Items listed in a dataset:
_ _ _ _

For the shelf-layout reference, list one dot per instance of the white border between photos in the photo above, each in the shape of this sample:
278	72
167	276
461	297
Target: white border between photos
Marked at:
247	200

_ _ _ _

## Required work
Can you give every line of the listing above as a JSON list of strings, one string per line, with blank lines left out?

## Exercise solution
[
  "For the shelf-layout reference, list one dot per instance of the white border between photos in the photo above, each in the shape of this sample:",
  "278\t72",
  "167\t276",
  "461\t297",
  "Target: white border between photos",
  "Marked at:",
  "247\t200"
]